▸ ASSIGNMENT
Quote the listing below in its entirety.

(Beginning of DATA IN THIS EXERCISE)

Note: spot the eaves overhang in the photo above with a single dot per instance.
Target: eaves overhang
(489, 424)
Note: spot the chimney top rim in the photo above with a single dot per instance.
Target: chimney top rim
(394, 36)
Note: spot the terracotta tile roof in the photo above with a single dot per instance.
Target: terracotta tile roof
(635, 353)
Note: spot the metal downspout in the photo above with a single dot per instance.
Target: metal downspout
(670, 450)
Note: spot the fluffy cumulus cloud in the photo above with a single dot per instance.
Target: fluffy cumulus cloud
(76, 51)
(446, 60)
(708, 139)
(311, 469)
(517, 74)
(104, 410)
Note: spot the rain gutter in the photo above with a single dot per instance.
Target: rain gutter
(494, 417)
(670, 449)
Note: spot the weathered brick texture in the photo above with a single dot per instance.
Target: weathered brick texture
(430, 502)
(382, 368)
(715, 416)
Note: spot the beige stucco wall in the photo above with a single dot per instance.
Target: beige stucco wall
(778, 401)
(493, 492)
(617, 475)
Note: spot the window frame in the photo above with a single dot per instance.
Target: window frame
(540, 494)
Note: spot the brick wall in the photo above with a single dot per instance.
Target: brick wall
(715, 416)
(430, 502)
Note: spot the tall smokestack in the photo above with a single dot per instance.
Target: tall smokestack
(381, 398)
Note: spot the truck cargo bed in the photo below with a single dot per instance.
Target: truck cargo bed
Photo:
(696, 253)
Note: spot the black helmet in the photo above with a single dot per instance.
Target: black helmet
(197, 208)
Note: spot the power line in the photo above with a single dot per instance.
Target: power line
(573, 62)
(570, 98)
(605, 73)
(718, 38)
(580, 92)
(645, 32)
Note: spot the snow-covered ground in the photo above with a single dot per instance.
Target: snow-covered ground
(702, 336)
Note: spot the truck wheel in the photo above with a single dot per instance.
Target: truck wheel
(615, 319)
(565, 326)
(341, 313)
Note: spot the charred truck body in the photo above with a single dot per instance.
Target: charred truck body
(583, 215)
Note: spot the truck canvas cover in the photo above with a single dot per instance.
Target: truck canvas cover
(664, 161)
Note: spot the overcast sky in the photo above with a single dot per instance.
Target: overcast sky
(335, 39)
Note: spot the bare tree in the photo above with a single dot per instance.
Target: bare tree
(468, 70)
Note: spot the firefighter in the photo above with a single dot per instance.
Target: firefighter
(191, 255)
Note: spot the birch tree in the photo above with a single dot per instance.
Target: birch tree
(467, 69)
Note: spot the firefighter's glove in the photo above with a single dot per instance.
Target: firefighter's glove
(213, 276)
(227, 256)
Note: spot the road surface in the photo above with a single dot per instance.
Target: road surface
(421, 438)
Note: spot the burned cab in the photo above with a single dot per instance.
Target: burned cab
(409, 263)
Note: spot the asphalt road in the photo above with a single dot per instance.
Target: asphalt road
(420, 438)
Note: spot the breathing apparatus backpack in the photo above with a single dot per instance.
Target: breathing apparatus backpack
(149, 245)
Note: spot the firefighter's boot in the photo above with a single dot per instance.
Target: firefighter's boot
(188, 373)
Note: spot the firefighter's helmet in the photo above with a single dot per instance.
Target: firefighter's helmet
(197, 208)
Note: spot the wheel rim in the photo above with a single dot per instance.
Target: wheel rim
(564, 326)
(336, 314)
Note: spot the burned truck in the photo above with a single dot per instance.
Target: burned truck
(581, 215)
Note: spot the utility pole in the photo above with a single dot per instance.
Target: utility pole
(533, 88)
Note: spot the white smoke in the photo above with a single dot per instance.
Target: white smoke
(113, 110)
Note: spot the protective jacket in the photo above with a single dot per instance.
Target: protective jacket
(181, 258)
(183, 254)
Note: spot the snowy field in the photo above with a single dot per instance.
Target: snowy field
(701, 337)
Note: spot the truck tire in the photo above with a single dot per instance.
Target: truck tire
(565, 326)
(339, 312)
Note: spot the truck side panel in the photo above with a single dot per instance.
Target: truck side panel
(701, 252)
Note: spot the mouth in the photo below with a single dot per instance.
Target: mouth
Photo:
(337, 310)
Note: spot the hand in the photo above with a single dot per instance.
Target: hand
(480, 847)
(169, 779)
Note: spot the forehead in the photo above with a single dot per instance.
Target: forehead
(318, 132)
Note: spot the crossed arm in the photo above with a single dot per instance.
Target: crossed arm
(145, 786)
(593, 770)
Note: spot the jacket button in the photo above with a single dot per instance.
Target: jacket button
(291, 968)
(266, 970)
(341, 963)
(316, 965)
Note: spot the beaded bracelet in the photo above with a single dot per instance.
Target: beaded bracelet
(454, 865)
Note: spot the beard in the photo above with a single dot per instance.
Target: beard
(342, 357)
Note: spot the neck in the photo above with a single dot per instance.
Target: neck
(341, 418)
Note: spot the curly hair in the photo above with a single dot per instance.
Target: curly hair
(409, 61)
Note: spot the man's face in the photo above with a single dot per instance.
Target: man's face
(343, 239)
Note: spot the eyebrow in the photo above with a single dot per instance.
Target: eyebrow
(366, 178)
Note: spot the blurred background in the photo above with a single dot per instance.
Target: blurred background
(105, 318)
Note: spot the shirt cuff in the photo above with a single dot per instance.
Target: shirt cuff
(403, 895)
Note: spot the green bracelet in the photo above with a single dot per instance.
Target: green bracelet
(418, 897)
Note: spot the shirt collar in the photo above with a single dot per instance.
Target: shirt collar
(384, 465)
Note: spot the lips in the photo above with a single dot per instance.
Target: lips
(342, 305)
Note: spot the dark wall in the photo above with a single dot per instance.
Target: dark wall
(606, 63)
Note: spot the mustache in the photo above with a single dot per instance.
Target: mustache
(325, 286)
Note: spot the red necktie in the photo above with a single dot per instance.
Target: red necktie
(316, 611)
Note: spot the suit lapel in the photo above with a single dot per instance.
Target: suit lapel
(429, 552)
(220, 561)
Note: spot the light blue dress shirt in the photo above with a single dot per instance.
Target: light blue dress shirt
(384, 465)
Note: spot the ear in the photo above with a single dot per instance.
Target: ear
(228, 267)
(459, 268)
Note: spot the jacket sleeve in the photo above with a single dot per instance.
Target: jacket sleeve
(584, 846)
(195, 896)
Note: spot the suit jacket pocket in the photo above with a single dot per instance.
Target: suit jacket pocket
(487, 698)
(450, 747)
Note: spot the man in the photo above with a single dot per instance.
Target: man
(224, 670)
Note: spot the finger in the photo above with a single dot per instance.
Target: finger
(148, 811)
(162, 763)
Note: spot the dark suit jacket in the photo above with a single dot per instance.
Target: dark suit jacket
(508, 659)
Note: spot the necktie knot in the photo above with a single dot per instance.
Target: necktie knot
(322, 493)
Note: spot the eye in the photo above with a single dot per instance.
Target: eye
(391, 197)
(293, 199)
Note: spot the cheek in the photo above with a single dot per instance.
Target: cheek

(End of DATA IN THIS EXERCISE)

▸ YOUR SOLUTION
Note: spot the eaves overhang in the photo above with a single dot per instance.
Target: eaves overhang
(489, 424)
Note: spot the chimney top rim in the photo above with a single dot per instance.
Target: chimney top rim
(394, 36)
Note: spot the terracotta tile roof in the photo above with a single dot per instance.
Target: terracotta tile roof
(635, 353)
Note: spot the metal downspout in the photo above with a single dot per instance.
Target: metal downspout
(670, 450)
Note: spot the fluffy cumulus cloud in the photo above with a single dot per instance.
Target: fluffy cumulus cloud
(76, 51)
(446, 60)
(708, 139)
(311, 469)
(517, 74)
(104, 410)
Note: spot the rain gutter in the photo above with a single dot per instance.
Target: rain gutter
(494, 417)
(670, 449)
Note: spot the weathered brick texture in the photo above with a single dot per instance.
Target: weathered brick texture
(430, 502)
(382, 368)
(715, 416)
Note: spot the beige stucco wall in the photo above with a single dot per instance.
Target: beige stucco wall
(778, 401)
(493, 492)
(617, 475)
Note: spot the window frame in the photo above with a single dot per instance.
Target: window frame
(540, 494)
Note: spot the brick wall in the photo above with a single dot per instance.
Target: brick wall
(715, 416)
(430, 502)
Note: spot the tall smokestack in the photo above with a single dot per instance.
Target: tall smokestack
(381, 398)
Note: spot the truck cargo bed in the photo below with a single dot per instance.
Target: truck cargo bed
Photo:
(696, 253)
Note: spot the black helmet in the photo above with a single dot per instance.
Target: black helmet
(197, 208)
Note: spot the power line in the photo above with a single dot per instance.
Target: power line
(573, 62)
(570, 98)
(605, 73)
(718, 38)
(580, 92)
(645, 32)
Note: spot the snow-covered ground in the photo above with a single dot per instance.
Target: snow-covered ground
(702, 336)
Note: spot the truck wheel in the photo above with a single dot per instance.
Target: truck wheel
(615, 319)
(565, 326)
(341, 313)
Note: spot the charred truck body in the photo above with a single dot per instance.
Target: charred truck body
(583, 215)
Note: spot the truck canvas cover in the photo above with a single dot per instance.
Target: truck canvas cover
(664, 161)
Note: spot the overcast sky in the photo above with a single dot per instance.
Target: overcast sky
(335, 39)
Note: spot the bare tree in the photo above with a single dot per instance.
Target: bare tree
(468, 70)
Note: spot the firefighter in the photo above with a single dot per instance.
Target: firefighter
(191, 255)
Note: spot the birch tree in the photo above with a single dot per instance.
Target: birch tree
(467, 69)
Note: spot the firefighter's glove in the photo above with a single dot per instance.
Target: firefighter's glove
(213, 276)
(227, 256)
Note: spot the road surface in the photo above with a single dot per instance.
Target: road surface
(421, 438)
Note: spot the burned cab in the photo above with a single dot per instance.
Target: burned cab
(409, 263)
Note: spot the asphalt road in the photo above with a single dot per instance.
Target: asphalt road
(420, 438)
Note: spot the breathing apparatus backpack in the photo above with a single dot per instance.
Target: breathing apparatus backpack
(149, 245)
Note: spot the firefighter's boot in the photo above with a single dot per instance.
Target: firefighter's boot
(188, 373)
Note: spot the firefighter's helmet in the photo above with a single dot per instance.
Target: firefighter's helmet
(197, 208)
Note: spot the wheel rim in the photo above with a single dot per instance.
Target: wheel rim
(564, 326)
(336, 314)
Note: spot the burned truck in the photo above with a single dot per instance.
Target: burned truck
(581, 215)
Note: spot the utility pole in the photo above with a single dot per instance.
Target: utility pole
(533, 88)
Note: spot the white smoke in the photo above with a single dot per instance.
Target: white smoke
(113, 110)
Note: spot the protective jacket in the photo above with a single dot per instance.
Target: protective jacket
(181, 258)
(183, 254)
Note: spot the snowy field in the photo above with a single dot per instance.
Target: snowy field
(701, 337)
Note: spot the truck tire in the photo above with a single dot per instance.
Target: truck tire
(565, 326)
(339, 312)
Note: spot the truck side panel in the photo above with a single dot per instance.
Target: truck side panel
(701, 252)
Note: spot the mouth in the photo below with a single dot per instance.
Target: mouth
Photo:
(337, 310)
Note: spot the hand in the photo above with a single dot per instance.
Target: hand
(480, 847)
(169, 779)
Note: spot the forehead in the photo above with a single dot per instance.
Target: forehead
(318, 132)
Note: spot the crossed arm in the photo above with a single dot per instance.
Target: crossed arm
(145, 786)
(593, 770)
Note: spot the jacket button in the photo above with a single dot per instance.
Target: jacket button
(291, 968)
(266, 970)
(341, 963)
(316, 965)
Note: spot the beaded bracelet in the photo above with a single dot per instance.
Target: beaded bracelet
(454, 865)
Note: spot the beard in the photo above with a single dot per instance.
Target: beard
(342, 357)
Note: spot the neck in the photo above with a single dot per instance.
Target: neck
(341, 418)
Note: spot the curly hair in the photo above with a single dot per instance.
Target: curly hair
(409, 61)
Note: spot the man's face in the photo above with a single dot per instance.
Target: man's face
(343, 239)
Note: spot the eyebrow in the photo above with a single dot per instance.
Target: eyebrow
(366, 178)
Note: spot the blurred background in the photo above with a single dot per instance.
Target: blurred background
(105, 318)
Note: spot the shirt cuff in the photo above with a single dot per instance.
Target: shirt cuff
(403, 895)
Note: spot the green bracelet in the photo above with a single dot per instance.
Target: green bracelet
(418, 897)
Note: spot the shirt collar in the photo above with a single dot per instance.
Target: shirt collar
(384, 465)
Note: spot the lips in the photo above with a single dot per instance.
Target: lips
(342, 305)
Note: spot the dark wall in the photo above with a single dot per instance.
Target: dark wall
(606, 63)
Note: spot the mustache in the photo above with a single dot per instance.
Target: mustache
(325, 286)
Note: spot the red necktie in the photo above with a single dot per instance.
Target: red necktie
(316, 611)
Note: spot the suit lapel in the photo above with a single dot per instance.
Target: suit lapel
(429, 552)
(220, 561)
Note: spot the light blue dress shirt in the photo above with a single dot per instance.
Target: light blue dress shirt
(384, 465)
Note: spot the ear in the photo above with a single dot per instance.
Target: ear
(228, 267)
(459, 268)
Note: spot the jacket sleeve in the photo above with a single dot per instance.
Target: jacket sleeve
(584, 846)
(195, 896)
Note: spot the suit jacket pocket in the photo above with a single dot per instance.
Target: suit jacket pocket
(487, 698)
(450, 747)
Note: spot the man in the photo above with a single dot per instance.
Target: man
(224, 670)
Note: spot the finger in the photo above with a single dot per instance.
Target: finger
(148, 811)
(162, 763)
Note: spot the dark suit jacket in the photo above with a single dot per instance.
Target: dark suit jacket
(508, 659)
Note: spot the necktie knot in the photo above with a single dot per instance.
Target: necktie knot
(322, 493)
Note: spot the eye in the photo above with a single dot per instance.
Target: eye
(391, 197)
(293, 199)
Note: spot the cheek in the photo above with a single dot per instance.
Target: cheek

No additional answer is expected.